Records supplied:
* * *

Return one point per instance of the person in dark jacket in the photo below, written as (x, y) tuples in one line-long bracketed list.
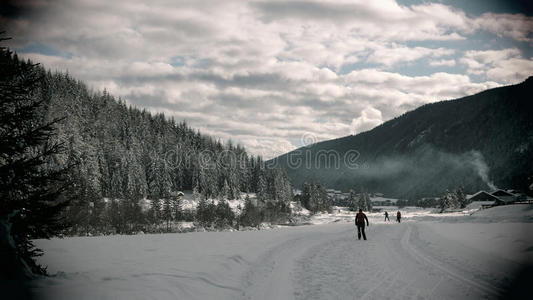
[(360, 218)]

* * *

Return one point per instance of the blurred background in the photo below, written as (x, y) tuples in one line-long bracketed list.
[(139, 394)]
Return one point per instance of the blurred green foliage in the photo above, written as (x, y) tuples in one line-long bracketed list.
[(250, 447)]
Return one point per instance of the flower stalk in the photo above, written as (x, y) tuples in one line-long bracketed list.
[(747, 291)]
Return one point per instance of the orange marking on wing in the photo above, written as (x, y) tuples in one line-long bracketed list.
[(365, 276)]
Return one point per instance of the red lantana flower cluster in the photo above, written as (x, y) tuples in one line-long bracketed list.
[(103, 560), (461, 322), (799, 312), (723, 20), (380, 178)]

* * *

Render the records between the lines holding "Return one point per instance of the person" and "[(360, 218)]", inclusive, as a numbered list with blank lines skipped. Leave the pictures out of the list.

Complete answer:
1. Return one point per instance of the person in dark jacket in the photo below, written as (x, y) tuples in one line-long bracketed list.
2. [(360, 218)]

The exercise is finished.